Nobody ever got hurt taking a profit," Cramer said. This year has also brought about a change in the way consumers shop, which has never been more apparent to Cramer than now.
Experience is powerful, materialism isn't. Value reigns over all. On one hand, there are the jobs that don't require a degree that are being crushed, and the businesses that
started to replace them require one to be a genius. "Welcome to 2016, where no one is ready for it and everyone is stuck in it," Cramer said. "I want you to think about it
when Janet Yellen testifies again tomorrow, because she clearly isn't. The old fogies who have gerrymandered themselves into Congress sure don't have to think about it, which is
unfortunate because they control spending, which could potentially create real jobs," Cramer said. The president will never understand what it is like to use Uber or buy his or her own
groceries when they have secret service protection. "It is all zero-sum, including the stocks of the companies that live or die based on the description I just gave of the 2016
economy," Cramer said. Another relationship that stood out to Cramer on Tuesday was the one between Polaris Industries and Thor Industries. It seemed strange to him that Polaris, the
maker of snowmobiles, all-terrain vehicles and motorcycles, could be down more than 40 percent in the past year. Meanwhile, Thor Industries, the world's number one maker of recreational
vehicles is up 13.7 percent in the same period. When Cramer took a closer look at Polaris, it seemed to him that everything that could go wrong already did go wrong. Management also
repeatedly dropped the ball during a challenging time, and as a result the stock was hit. "If you are looking to own a maker of leisure equipment, I say pass on Polaris Industries here
and give Thor a chance," Cramer said. One caveat to this would be if the U.S. economy slows down substantially, then Cramer expected both stocks to be in the doghouse. A little over a
year ago, the conglomerate Danaher announced it would break itself into two separate companies: a heavy-duty industrial business and a science and technology oriented business. The old
Danaher was a huge mixture of unrelated businesses that included everything from test and measurement systems, diagnostics, product identification and water quality systems. Cramer found it
to be a confusing and cumbersome company. So with the breakup looming, Cramer took a look at what the new Danaher would look like after the separation. "While I think this spinoff is a
win-win for both the new Danaher and the Fortive spinoff, Danaher's stock is in the best position after the breakup. That's what I would stick with," Cramer said.

#####

▶ **ACTIVITY A**:
Based on the market commentary, why does Cramer advise passing on Polaris Industries? Answer in one to three sentences.
▶ **ACTIVITY B**:
Repeat word for word the part of the market commentary from "Nobody ever got" to "Cramer than now.".

#####

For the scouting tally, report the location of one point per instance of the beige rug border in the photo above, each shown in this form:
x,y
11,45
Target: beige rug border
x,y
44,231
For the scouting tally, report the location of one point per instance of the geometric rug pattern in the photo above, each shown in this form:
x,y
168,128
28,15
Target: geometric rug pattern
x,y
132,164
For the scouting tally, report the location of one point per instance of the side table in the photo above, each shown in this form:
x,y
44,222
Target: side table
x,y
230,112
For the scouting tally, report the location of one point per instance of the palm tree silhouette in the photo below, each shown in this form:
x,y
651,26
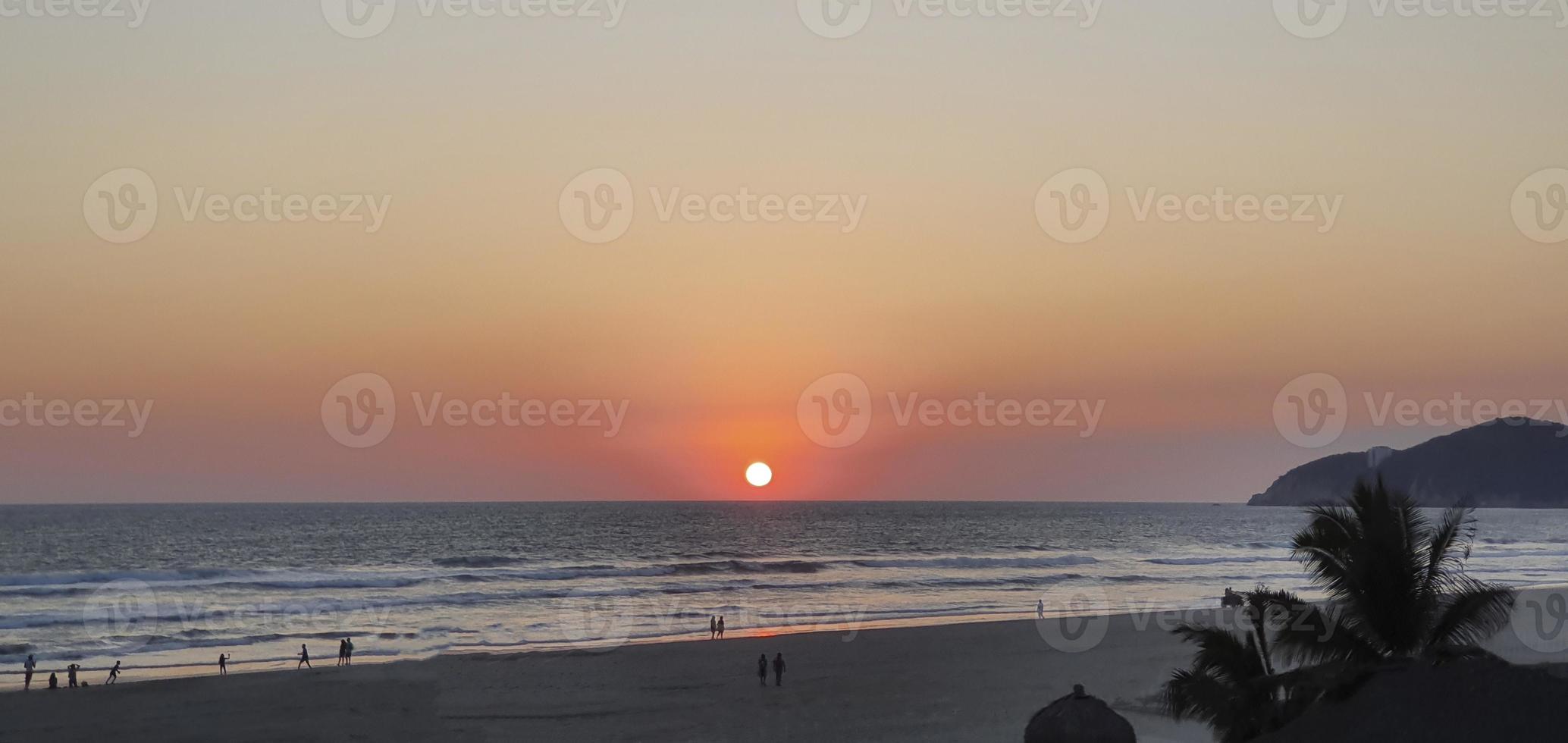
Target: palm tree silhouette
x,y
1396,591
1396,584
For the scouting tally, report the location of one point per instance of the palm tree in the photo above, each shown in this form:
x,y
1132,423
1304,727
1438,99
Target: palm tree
x,y
1394,581
1396,590
1233,685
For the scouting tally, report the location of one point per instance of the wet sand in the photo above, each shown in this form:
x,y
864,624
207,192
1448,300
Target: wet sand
x,y
911,684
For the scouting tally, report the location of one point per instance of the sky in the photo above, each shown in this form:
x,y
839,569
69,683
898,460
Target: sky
x,y
706,215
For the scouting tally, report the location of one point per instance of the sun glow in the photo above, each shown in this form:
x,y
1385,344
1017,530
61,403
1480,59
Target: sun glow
x,y
759,475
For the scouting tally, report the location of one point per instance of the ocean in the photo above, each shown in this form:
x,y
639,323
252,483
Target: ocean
x,y
168,588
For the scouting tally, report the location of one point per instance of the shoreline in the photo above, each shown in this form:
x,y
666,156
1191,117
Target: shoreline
x,y
1153,616
957,681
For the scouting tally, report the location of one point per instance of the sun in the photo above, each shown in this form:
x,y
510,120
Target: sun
x,y
759,474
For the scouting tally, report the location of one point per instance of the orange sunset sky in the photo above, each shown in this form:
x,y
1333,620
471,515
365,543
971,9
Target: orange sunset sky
x,y
946,289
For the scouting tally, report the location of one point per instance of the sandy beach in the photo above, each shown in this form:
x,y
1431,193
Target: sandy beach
x,y
911,684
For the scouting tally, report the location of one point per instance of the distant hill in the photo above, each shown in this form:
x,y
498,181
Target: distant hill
x,y
1507,462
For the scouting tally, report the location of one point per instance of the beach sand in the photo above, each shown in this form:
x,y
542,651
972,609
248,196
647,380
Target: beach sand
x,y
910,684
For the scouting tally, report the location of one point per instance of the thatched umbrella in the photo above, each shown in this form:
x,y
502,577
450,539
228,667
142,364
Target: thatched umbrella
x,y
1079,718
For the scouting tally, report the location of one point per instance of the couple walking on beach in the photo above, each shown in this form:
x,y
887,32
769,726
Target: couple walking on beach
x,y
778,669
71,675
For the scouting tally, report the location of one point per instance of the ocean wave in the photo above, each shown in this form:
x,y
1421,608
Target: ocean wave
x,y
477,562
1225,560
980,563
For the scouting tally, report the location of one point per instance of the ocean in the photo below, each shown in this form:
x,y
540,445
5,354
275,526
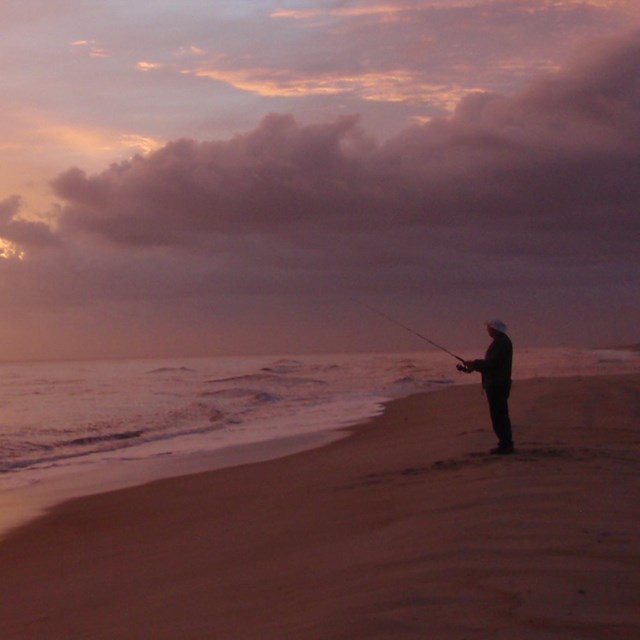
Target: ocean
x,y
68,423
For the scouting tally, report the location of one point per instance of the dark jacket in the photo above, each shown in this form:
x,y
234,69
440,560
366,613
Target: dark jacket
x,y
496,366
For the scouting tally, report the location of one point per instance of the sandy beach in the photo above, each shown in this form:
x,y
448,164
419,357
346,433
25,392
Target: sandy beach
x,y
405,529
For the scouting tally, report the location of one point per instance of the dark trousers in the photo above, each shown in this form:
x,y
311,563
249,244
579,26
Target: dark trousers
x,y
498,396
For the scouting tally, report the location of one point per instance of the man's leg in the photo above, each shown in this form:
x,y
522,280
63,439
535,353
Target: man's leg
x,y
498,397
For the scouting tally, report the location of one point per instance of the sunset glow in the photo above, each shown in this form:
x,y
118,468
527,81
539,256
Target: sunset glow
x,y
227,174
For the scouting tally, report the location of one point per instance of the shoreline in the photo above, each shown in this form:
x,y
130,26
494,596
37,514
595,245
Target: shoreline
x,y
406,528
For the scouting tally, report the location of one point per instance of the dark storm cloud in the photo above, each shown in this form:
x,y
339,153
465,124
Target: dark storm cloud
x,y
549,172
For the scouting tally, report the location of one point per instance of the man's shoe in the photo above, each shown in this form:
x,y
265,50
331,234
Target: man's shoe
x,y
502,451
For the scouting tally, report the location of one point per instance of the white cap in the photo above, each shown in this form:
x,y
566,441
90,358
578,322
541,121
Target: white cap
x,y
498,325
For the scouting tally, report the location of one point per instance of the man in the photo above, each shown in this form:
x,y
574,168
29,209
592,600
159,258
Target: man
x,y
495,369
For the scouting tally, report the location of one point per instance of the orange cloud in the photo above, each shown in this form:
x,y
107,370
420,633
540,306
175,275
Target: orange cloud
x,y
398,85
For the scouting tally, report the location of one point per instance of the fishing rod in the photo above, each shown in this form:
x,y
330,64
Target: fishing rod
x,y
409,329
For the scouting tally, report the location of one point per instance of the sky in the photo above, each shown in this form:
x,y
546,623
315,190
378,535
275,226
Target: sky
x,y
234,177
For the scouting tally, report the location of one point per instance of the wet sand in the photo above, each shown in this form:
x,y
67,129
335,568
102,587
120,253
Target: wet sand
x,y
405,529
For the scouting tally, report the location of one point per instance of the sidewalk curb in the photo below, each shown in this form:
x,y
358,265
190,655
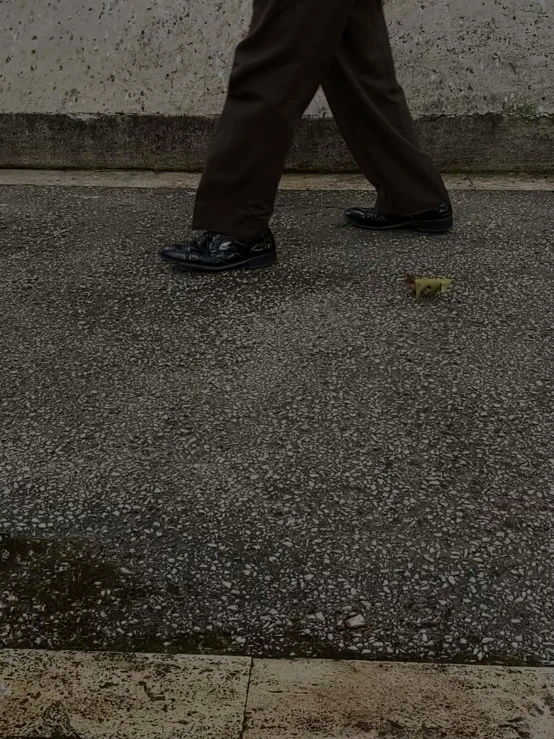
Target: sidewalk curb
x,y
99,695
190,181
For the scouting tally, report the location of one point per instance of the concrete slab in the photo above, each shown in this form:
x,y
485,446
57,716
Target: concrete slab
x,y
115,696
298,461
353,700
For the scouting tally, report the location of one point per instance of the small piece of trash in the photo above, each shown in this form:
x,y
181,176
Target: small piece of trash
x,y
427,286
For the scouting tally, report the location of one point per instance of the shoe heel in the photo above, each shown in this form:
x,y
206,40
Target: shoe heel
x,y
441,226
265,260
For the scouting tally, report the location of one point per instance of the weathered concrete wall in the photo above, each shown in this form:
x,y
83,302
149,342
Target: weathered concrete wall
x,y
490,59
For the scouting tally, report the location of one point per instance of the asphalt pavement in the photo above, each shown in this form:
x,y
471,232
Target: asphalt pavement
x,y
303,460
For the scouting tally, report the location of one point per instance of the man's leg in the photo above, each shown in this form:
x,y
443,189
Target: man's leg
x,y
277,71
371,111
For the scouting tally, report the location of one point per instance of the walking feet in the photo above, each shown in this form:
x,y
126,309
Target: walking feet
x,y
213,252
436,220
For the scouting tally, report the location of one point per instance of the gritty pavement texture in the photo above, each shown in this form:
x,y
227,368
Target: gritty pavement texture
x,y
88,695
115,696
295,461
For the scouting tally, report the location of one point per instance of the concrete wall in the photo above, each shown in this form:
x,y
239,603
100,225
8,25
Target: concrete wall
x,y
87,68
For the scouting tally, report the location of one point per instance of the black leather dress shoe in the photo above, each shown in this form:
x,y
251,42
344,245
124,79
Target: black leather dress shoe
x,y
213,252
436,220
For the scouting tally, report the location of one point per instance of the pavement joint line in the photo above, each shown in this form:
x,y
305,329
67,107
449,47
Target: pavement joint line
x,y
301,182
97,695
246,697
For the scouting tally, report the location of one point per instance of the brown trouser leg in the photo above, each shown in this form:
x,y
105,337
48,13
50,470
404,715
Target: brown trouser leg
x,y
294,46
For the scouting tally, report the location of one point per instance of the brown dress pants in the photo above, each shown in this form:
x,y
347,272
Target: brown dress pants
x,y
293,47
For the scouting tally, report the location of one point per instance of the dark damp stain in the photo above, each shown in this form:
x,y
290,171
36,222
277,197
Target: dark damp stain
x,y
62,595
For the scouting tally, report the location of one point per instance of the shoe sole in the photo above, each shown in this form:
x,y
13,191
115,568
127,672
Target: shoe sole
x,y
444,225
265,260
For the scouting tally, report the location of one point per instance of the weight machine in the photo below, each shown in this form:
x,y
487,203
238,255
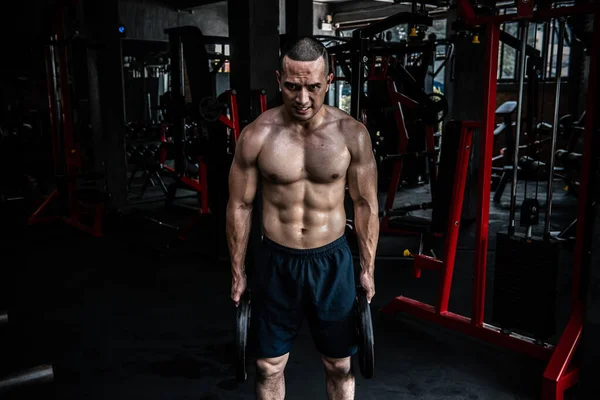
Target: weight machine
x,y
395,88
74,201
562,372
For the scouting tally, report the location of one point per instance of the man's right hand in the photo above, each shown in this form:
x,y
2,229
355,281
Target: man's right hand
x,y
238,287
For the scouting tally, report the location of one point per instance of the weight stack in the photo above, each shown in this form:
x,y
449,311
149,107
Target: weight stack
x,y
525,285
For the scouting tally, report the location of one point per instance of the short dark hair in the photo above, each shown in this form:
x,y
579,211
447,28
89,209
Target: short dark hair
x,y
306,48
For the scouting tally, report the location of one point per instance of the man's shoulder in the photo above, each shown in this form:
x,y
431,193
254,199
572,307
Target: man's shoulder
x,y
262,126
348,126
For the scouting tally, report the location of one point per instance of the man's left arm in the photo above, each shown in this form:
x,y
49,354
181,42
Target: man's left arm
x,y
362,186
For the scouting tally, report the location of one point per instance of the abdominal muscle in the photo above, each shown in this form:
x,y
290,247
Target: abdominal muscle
x,y
303,215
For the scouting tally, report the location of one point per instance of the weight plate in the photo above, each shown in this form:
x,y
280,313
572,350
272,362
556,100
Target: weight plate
x,y
209,109
243,322
366,345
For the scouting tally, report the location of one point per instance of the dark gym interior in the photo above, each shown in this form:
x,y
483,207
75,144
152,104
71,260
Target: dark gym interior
x,y
118,124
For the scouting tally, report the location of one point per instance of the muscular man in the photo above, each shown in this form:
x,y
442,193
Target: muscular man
x,y
303,154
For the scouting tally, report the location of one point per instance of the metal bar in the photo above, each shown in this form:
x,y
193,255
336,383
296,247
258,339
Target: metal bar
x,y
41,374
458,193
561,357
586,187
513,196
485,170
52,103
72,157
510,40
234,115
550,188
543,14
357,74
394,20
464,325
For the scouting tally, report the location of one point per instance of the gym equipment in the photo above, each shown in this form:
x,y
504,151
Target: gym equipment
x,y
73,199
364,330
366,337
397,76
562,369
37,375
241,336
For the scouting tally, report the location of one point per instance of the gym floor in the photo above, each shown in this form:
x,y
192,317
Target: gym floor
x,y
120,319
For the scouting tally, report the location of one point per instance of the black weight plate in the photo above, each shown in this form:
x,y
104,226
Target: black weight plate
x,y
241,336
366,345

#####

▶ **RESPONSE AREA A**:
When Cramer looked closely at Polaris, it seemed that everything that could go wrong already had. Management also repeatedly dropped the ball during a challenging time, and as a result the stock was hit, falling more than 40 percent in the past year.

▶ **RESPONSE AREA B**:
Nobody ever got hurt taking a profit," Cramer said. This year has also brought about a change in the way consumers shop, which has never been more apparent to Cramer than now.